Point-per-instance localization data
------------------------------------------------------------------------
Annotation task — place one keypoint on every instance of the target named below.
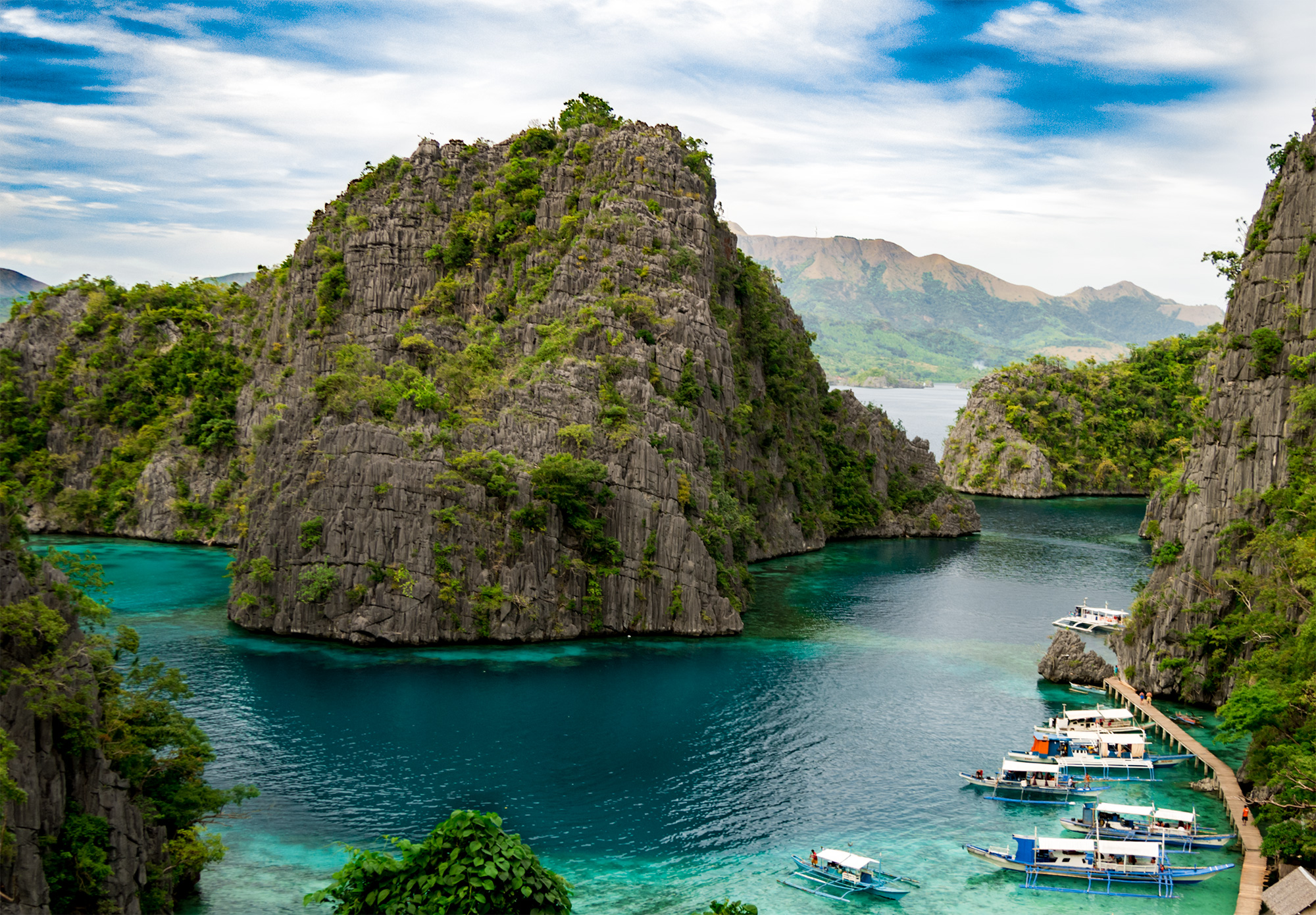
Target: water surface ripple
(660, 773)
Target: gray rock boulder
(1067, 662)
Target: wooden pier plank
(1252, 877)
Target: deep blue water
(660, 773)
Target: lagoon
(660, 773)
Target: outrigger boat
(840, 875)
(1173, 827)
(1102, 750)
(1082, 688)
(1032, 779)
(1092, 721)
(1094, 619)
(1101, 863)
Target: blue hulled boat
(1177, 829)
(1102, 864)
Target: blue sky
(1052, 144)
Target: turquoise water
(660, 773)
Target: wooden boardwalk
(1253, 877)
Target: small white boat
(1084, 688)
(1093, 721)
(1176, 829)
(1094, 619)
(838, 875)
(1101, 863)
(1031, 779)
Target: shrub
------------------------------------------------------------------------
Can you retype every record above exactly, leaving out the pictures?

Annotation task — place one keypoint on every instance of the target named below.
Target: water surface ripple
(660, 773)
Target: gray rock boulder
(1067, 662)
Target: wooden pier plank
(1252, 877)
Target: deep blue water
(660, 773)
Target: lagoon
(660, 773)
Target: outrigger boat
(840, 875)
(1173, 827)
(1102, 750)
(1082, 688)
(1032, 779)
(1092, 721)
(1094, 619)
(1101, 863)
Target: blue hulled boat
(1177, 829)
(1102, 864)
Target: blue sky
(1052, 144)
Target: turquoise water
(660, 773)
Target: wooden boardwalk
(1253, 877)
Target: small white boat
(1084, 688)
(1093, 721)
(1176, 829)
(1094, 619)
(838, 875)
(1101, 863)
(1031, 779)
Target: shrub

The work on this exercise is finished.